==== INFORMATION GIVEN

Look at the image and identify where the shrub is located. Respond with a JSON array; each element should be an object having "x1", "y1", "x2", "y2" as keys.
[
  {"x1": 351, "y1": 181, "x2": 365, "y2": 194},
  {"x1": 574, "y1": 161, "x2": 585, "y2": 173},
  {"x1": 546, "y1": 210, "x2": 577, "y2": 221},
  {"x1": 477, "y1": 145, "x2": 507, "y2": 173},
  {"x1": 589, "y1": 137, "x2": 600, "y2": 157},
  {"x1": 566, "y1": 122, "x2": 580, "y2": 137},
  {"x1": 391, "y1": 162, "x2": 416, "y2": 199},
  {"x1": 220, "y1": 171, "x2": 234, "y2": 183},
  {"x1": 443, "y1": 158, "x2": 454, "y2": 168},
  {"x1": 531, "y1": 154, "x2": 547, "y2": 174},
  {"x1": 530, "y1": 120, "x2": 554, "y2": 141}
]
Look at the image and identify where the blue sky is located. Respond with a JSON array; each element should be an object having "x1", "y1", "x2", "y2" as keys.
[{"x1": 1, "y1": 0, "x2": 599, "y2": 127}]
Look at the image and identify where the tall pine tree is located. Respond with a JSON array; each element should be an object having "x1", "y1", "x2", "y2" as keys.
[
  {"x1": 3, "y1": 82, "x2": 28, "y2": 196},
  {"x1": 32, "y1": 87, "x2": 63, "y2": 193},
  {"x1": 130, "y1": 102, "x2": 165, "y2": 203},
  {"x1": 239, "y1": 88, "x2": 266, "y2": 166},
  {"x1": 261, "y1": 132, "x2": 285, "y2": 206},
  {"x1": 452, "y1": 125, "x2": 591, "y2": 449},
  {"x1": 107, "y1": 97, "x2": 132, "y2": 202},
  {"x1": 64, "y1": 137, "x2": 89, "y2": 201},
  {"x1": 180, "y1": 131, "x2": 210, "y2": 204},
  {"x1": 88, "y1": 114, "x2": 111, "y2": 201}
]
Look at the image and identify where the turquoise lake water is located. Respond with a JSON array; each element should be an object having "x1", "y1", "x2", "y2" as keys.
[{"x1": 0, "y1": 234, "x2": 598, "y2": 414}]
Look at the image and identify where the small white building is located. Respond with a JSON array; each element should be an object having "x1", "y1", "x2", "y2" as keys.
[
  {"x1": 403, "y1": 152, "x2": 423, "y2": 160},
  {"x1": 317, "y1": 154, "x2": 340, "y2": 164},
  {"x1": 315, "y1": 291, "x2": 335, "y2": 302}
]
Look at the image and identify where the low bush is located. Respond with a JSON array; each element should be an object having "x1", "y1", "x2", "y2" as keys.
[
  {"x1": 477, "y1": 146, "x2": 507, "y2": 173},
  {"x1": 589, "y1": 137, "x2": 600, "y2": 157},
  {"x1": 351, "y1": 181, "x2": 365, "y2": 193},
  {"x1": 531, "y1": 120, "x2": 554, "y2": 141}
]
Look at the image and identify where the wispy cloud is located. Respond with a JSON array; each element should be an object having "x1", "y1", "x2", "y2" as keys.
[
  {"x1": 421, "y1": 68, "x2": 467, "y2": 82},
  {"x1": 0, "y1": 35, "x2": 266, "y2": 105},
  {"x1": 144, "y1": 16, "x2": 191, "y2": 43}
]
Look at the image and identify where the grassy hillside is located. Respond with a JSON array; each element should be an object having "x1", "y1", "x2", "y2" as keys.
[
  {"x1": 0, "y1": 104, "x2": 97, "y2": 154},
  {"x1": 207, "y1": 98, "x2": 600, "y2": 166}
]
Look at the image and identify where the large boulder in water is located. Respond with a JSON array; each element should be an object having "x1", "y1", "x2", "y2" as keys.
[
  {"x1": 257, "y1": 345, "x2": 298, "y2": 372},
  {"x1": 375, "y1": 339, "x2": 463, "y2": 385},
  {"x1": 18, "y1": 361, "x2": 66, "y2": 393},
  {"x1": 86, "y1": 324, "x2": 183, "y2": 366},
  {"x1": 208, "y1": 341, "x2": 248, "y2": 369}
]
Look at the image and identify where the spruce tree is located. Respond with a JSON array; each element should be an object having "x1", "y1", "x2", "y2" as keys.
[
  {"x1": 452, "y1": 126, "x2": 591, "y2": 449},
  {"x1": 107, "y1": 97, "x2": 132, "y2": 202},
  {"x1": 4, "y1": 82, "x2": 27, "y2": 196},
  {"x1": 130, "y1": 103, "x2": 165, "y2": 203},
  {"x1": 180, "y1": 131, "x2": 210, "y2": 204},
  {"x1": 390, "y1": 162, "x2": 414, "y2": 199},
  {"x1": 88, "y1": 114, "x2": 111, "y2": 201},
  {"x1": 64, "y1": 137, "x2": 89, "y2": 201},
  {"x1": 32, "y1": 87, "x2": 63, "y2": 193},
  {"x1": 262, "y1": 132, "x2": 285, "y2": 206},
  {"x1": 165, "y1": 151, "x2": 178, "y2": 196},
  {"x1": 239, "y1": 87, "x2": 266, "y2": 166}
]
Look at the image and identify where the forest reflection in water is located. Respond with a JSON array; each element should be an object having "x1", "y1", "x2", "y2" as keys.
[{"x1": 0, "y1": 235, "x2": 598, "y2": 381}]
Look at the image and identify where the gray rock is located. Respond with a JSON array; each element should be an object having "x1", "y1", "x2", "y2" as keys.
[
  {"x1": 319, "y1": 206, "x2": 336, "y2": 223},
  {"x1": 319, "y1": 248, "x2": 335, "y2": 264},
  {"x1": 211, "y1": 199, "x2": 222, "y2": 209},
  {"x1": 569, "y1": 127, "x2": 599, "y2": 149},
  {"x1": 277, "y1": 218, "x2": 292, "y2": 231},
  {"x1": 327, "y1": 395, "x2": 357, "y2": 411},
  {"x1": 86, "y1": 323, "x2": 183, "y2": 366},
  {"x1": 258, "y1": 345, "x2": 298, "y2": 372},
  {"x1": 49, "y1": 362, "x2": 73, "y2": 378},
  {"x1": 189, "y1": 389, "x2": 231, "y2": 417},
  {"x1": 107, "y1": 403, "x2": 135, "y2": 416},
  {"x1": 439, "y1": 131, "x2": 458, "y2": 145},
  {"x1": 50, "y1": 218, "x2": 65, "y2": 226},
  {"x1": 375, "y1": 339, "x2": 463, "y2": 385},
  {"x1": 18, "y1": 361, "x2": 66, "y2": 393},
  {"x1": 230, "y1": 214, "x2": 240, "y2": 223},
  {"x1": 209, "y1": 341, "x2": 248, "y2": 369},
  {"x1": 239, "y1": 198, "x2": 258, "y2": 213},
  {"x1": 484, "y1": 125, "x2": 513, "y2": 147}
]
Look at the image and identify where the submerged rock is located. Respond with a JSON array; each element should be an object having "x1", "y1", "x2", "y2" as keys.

========

## BRIEF
Transcribe the entries above so that nothing in them differs from the original.

## RESULT BELOW
Look at the image and identify where the shrub is located. Respond with a JSON array; each element should be an object having "x1", "y1", "x2", "y2" as keys.
[
  {"x1": 351, "y1": 181, "x2": 365, "y2": 194},
  {"x1": 574, "y1": 161, "x2": 585, "y2": 173},
  {"x1": 546, "y1": 210, "x2": 577, "y2": 221},
  {"x1": 477, "y1": 145, "x2": 507, "y2": 173},
  {"x1": 589, "y1": 137, "x2": 600, "y2": 157},
  {"x1": 566, "y1": 122, "x2": 580, "y2": 137},
  {"x1": 391, "y1": 162, "x2": 416, "y2": 199},
  {"x1": 220, "y1": 171, "x2": 234, "y2": 183},
  {"x1": 443, "y1": 158, "x2": 454, "y2": 168},
  {"x1": 531, "y1": 154, "x2": 547, "y2": 174},
  {"x1": 530, "y1": 120, "x2": 554, "y2": 141}
]
Look at the image and identify where the blue sky is located. Respond with a JSON array; each element should be an object having "x1", "y1", "x2", "y2" as keys.
[{"x1": 1, "y1": 0, "x2": 599, "y2": 127}]
Look at the image and identify where the tall pine tree is located. Respond with a JSON array; each element should be an object having "x1", "y1", "x2", "y2" as keys.
[
  {"x1": 3, "y1": 82, "x2": 28, "y2": 196},
  {"x1": 32, "y1": 87, "x2": 63, "y2": 193},
  {"x1": 130, "y1": 102, "x2": 165, "y2": 203},
  {"x1": 239, "y1": 88, "x2": 266, "y2": 166},
  {"x1": 261, "y1": 132, "x2": 285, "y2": 206},
  {"x1": 452, "y1": 125, "x2": 591, "y2": 449},
  {"x1": 107, "y1": 97, "x2": 132, "y2": 202},
  {"x1": 64, "y1": 137, "x2": 89, "y2": 201},
  {"x1": 180, "y1": 131, "x2": 210, "y2": 204},
  {"x1": 88, "y1": 114, "x2": 111, "y2": 201}
]
Look at the image and identify where the turquoise lake water is located. Respond with a JSON array; each element should be an object having "x1", "y1", "x2", "y2" as keys.
[{"x1": 0, "y1": 234, "x2": 598, "y2": 414}]
Look at the image and identify where the small white building is located. Respond with a JSON array; each element should be an object having "x1", "y1", "x2", "y2" as keys.
[
  {"x1": 403, "y1": 152, "x2": 423, "y2": 160},
  {"x1": 317, "y1": 154, "x2": 340, "y2": 164},
  {"x1": 315, "y1": 291, "x2": 335, "y2": 302}
]
Look at the image and identify where the low bush is located. Respond with a JSON array; each element should be an object having "x1", "y1", "x2", "y2" as keys.
[
  {"x1": 477, "y1": 146, "x2": 507, "y2": 173},
  {"x1": 589, "y1": 137, "x2": 600, "y2": 157},
  {"x1": 351, "y1": 181, "x2": 365, "y2": 193},
  {"x1": 531, "y1": 120, "x2": 554, "y2": 141}
]
Look at the image and identify where the wispy cloud is located. Respond with a JSON array; each element should be an object having "x1", "y1", "x2", "y2" as keys.
[
  {"x1": 421, "y1": 68, "x2": 467, "y2": 82},
  {"x1": 0, "y1": 35, "x2": 266, "y2": 105},
  {"x1": 144, "y1": 16, "x2": 191, "y2": 43}
]
Look at the image and identify where the grassy hillside is located. Respond with a JSON array; each element should be an object having "x1", "y1", "x2", "y2" as keys.
[
  {"x1": 0, "y1": 104, "x2": 97, "y2": 154},
  {"x1": 207, "y1": 98, "x2": 600, "y2": 166}
]
Look at the image and identify where the large boulder in water is located. Respond with a JSON array; each element should be an object having "x1", "y1", "x2", "y2" as keys.
[
  {"x1": 257, "y1": 345, "x2": 298, "y2": 372},
  {"x1": 375, "y1": 339, "x2": 463, "y2": 385},
  {"x1": 18, "y1": 361, "x2": 66, "y2": 393},
  {"x1": 86, "y1": 324, "x2": 183, "y2": 366},
  {"x1": 208, "y1": 341, "x2": 248, "y2": 369}
]
Look at the image and identify where the spruce tree is located. Respond with a JSON array; each element should be an object having "x1", "y1", "x2", "y2" as keys.
[
  {"x1": 452, "y1": 126, "x2": 591, "y2": 449},
  {"x1": 107, "y1": 97, "x2": 132, "y2": 202},
  {"x1": 4, "y1": 82, "x2": 27, "y2": 196},
  {"x1": 130, "y1": 103, "x2": 165, "y2": 203},
  {"x1": 180, "y1": 131, "x2": 210, "y2": 204},
  {"x1": 390, "y1": 162, "x2": 414, "y2": 199},
  {"x1": 88, "y1": 114, "x2": 111, "y2": 201},
  {"x1": 64, "y1": 137, "x2": 89, "y2": 201},
  {"x1": 32, "y1": 87, "x2": 63, "y2": 193},
  {"x1": 262, "y1": 132, "x2": 285, "y2": 206},
  {"x1": 165, "y1": 151, "x2": 178, "y2": 196},
  {"x1": 239, "y1": 87, "x2": 266, "y2": 166}
]
Look at the image and identify where the forest reflection in water is located. Respond with a JSON array; each element should be an object having "x1", "y1", "x2", "y2" as keys.
[{"x1": 0, "y1": 235, "x2": 598, "y2": 381}]
Look at the image and identify where the gray rock is located. Respond with a JSON array; each element should be an object having "x1", "y1", "x2", "y2" as keys.
[
  {"x1": 319, "y1": 206, "x2": 336, "y2": 223},
  {"x1": 319, "y1": 248, "x2": 335, "y2": 264},
  {"x1": 211, "y1": 199, "x2": 222, "y2": 209},
  {"x1": 569, "y1": 127, "x2": 599, "y2": 149},
  {"x1": 277, "y1": 218, "x2": 292, "y2": 231},
  {"x1": 327, "y1": 395, "x2": 357, "y2": 411},
  {"x1": 86, "y1": 323, "x2": 183, "y2": 366},
  {"x1": 258, "y1": 345, "x2": 298, "y2": 372},
  {"x1": 49, "y1": 362, "x2": 73, "y2": 378},
  {"x1": 189, "y1": 389, "x2": 231, "y2": 417},
  {"x1": 107, "y1": 403, "x2": 135, "y2": 416},
  {"x1": 439, "y1": 131, "x2": 458, "y2": 145},
  {"x1": 50, "y1": 218, "x2": 65, "y2": 226},
  {"x1": 375, "y1": 339, "x2": 463, "y2": 385},
  {"x1": 18, "y1": 361, "x2": 66, "y2": 393},
  {"x1": 230, "y1": 214, "x2": 240, "y2": 223},
  {"x1": 209, "y1": 341, "x2": 248, "y2": 369},
  {"x1": 239, "y1": 198, "x2": 258, "y2": 213},
  {"x1": 484, "y1": 125, "x2": 513, "y2": 147}
]
Look at the image and identify where the submerged rock is located. Respond with a JSON array; each element should be an object having "x1", "y1", "x2", "y2" as keys.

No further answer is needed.